(Rows from a dataset)
↓↓↓
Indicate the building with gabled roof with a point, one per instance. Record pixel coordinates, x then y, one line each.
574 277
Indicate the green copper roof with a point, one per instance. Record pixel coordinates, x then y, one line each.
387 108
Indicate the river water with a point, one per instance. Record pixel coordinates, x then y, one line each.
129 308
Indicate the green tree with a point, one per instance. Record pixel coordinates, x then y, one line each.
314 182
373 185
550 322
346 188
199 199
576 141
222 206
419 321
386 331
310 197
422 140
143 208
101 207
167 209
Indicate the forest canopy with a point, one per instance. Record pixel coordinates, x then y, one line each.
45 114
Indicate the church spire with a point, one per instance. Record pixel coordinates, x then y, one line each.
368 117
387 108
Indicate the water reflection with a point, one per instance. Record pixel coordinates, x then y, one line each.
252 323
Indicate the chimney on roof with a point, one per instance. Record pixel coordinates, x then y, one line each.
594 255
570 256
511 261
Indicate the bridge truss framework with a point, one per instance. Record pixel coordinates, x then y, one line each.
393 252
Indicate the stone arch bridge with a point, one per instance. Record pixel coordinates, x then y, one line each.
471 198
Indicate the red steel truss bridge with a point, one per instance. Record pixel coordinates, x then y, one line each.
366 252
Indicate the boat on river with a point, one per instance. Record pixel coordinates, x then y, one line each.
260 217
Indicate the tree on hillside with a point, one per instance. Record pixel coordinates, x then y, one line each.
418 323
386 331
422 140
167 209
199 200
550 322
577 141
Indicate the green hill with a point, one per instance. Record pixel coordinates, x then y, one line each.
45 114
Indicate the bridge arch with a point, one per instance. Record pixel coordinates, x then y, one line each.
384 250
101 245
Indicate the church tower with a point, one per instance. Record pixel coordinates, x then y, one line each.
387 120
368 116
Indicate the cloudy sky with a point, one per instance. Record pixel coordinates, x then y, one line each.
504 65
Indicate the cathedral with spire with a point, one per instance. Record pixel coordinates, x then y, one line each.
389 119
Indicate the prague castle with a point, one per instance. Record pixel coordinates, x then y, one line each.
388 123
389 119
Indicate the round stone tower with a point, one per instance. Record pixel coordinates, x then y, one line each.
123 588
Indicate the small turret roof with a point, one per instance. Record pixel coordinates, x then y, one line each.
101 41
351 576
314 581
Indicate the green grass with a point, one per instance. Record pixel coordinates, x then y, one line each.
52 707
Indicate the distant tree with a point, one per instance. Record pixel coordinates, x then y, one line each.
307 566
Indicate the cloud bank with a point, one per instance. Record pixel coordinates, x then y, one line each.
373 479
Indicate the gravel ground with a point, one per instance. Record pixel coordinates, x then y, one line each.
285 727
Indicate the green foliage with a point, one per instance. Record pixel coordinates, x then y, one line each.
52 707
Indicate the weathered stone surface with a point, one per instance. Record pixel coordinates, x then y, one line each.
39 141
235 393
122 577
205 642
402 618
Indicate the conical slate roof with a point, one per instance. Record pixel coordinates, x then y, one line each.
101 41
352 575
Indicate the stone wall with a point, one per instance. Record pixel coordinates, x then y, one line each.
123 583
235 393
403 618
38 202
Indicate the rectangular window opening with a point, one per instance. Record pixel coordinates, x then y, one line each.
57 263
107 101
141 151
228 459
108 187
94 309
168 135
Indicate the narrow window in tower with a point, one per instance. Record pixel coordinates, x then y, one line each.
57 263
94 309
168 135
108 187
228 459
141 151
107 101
↑↑↑
• _Do this_
Recast these items as a Markdown table with the columns Row and Line, putting a row number in the first and the line in the second. Leave out blank lines and include every item.

• _Expected answer_
| Row | Line |
|---|---|
| 1 | Indicate the building with gabled roof with a point, one per instance. Record pixel coordinates, x then y, one line each. |
| 2 | 574 277 |
| 3 | Indicate the green copper roof with a point, one per instance. Record pixel coordinates, x then y, one line each. |
| 4 | 387 108 |
| 5 | Indicate the river water with a point, one per instance. Record pixel coordinates, x then y, one line each. |
| 6 | 129 308 |
| 7 | Indicate the green tree with a point, one per instance. Record pixel coordinates, x then y, one line each. |
| 8 | 314 182 |
| 9 | 373 185 |
| 10 | 550 322 |
| 11 | 346 188 |
| 12 | 199 199 |
| 13 | 576 141 |
| 14 | 222 206 |
| 15 | 419 321 |
| 16 | 386 331 |
| 17 | 310 197 |
| 18 | 422 140 |
| 19 | 143 208 |
| 20 | 101 207 |
| 21 | 167 209 |
| 22 | Indicate the forest canopy with a point, one per instance. Record pixel coordinates, x then y, one line each. |
| 23 | 45 114 |
| 24 | Indicate the church spire with a point, one per instance. Record pixel coordinates, x then y, one line each. |
| 25 | 368 117 |
| 26 | 387 108 |
| 27 | Indicate the water reflection with a point, one per instance. Record pixel coordinates, x then y, one line each. |
| 28 | 252 323 |
| 29 | Indicate the chimney on roof with a point, one per instance. Record pixel coordinates, x then y, one line each. |
| 30 | 594 255 |
| 31 | 570 256 |
| 32 | 511 261 |
| 33 | Indicate the bridge truss framework with a point, one per instance. Record pixel coordinates, x then y, one line each. |
| 34 | 393 252 |
| 35 | Indicate the stone arch bridge with a point, one per instance. Record pixel coordinates, x then y, one line each. |
| 36 | 471 198 |
| 37 | Indicate the red steel truss bridge with a point, one per instance. Record pixel coordinates, x then y, one line each. |
| 38 | 366 252 |
| 39 | Indicate the boat on river with a point, one per instance. Record pixel coordinates, x then y, one line each. |
| 40 | 260 217 |
| 41 | Indicate the tree on hillside with a point, one per instance. Record pixel coordinates, x then y, one line each. |
| 42 | 418 323 |
| 43 | 386 331 |
| 44 | 422 140 |
| 45 | 167 209 |
| 46 | 199 200 |
| 47 | 550 322 |
| 48 | 577 141 |
| 49 | Indicate the green hill with a point, one per instance. Record pixel coordinates, x then y, one line each. |
| 50 | 45 114 |
| 51 | Indicate the bridge arch with a point, one per instance. Record pixel coordinates, x then y, one line each. |
| 52 | 384 250 |
| 53 | 101 245 |
| 54 | Indicate the church tower with a point, one per instance. Record pixel coordinates, x then y, one line each. |
| 55 | 387 120 |
| 56 | 368 116 |
| 57 | Indicate the cloudy sky with a point, one per instance. Record pixel coordinates, x then y, one line each. |
| 58 | 504 65 |
| 59 | Indicate the cathedral with spire with a point, one per instance. Record pixel coordinates, x then y, one line each. |
| 60 | 389 119 |
| 61 | Indicate the prague castle with a point, one per instance. Record pixel coordinates, x then y, one line each. |
| 62 | 388 123 |
| 63 | 389 119 |
| 64 | Indicate the round stone tower with a point, one per instance. Record pixel coordinates, x then y, one line each. |
| 65 | 123 588 |
| 66 | Indicate the small turret roof with a point, one per instance. Record pixel coordinates, x then y, one line each. |
| 67 | 101 41 |
| 68 | 351 576 |
| 69 | 314 581 |
| 70 | Indicate the green grass with a point, one per instance. Record pixel coordinates, x then y, one line each. |
| 71 | 52 707 |
| 72 | Indicate the distant tree with a point, one per instance. Record pixel coordinates, x then y, one line each. |
| 73 | 307 566 |
| 74 | Indicate the cloud bank with a point, one per instance. Record pixel coordinates, x then y, one line each. |
| 75 | 373 479 |
| 76 | Indicate the gravel ground with a point, one per instance. Record pixel coordinates, x then y, one line each. |
| 77 | 285 727 |
| 78 | Indicate the green foliage with a point, one per instance. Record pixel coordinates, x then y, one line each. |
| 79 | 52 707 |
| 80 | Indicate the weathered stone surface with a point, one per instance. Record pixel coordinates, x then y, one line each. |
| 81 | 39 141 |
| 82 | 235 393 |
| 83 | 122 577 |
| 84 | 205 642 |
| 85 | 402 618 |
| 86 | Indicate the conical slate roof with a point, one per instance. Record pixel coordinates, x then y, one line each. |
| 87 | 101 41 |
| 88 | 352 575 |
| 89 | Indicate the stone wall with a point, one per instance. Record pixel coordinates, x then y, one line each. |
| 90 | 123 583 |
| 91 | 235 393 |
| 92 | 403 618 |
| 93 | 38 202 |
| 94 | Indicate the rectangular window opening with a point, one per instance. Record pixel coordinates, x then y, one line each. |
| 95 | 57 263 |
| 96 | 107 101 |
| 97 | 141 151 |
| 98 | 228 459 |
| 99 | 108 187 |
| 100 | 94 309 |
| 101 | 168 135 |
| 102 | Indicate the narrow window in tower with a point, one per instance. Record pixel coordinates, x then y, one line each. |
| 103 | 57 263 |
| 104 | 94 309 |
| 105 | 168 135 |
| 106 | 108 187 |
| 107 | 228 459 |
| 108 | 141 151 |
| 109 | 107 101 |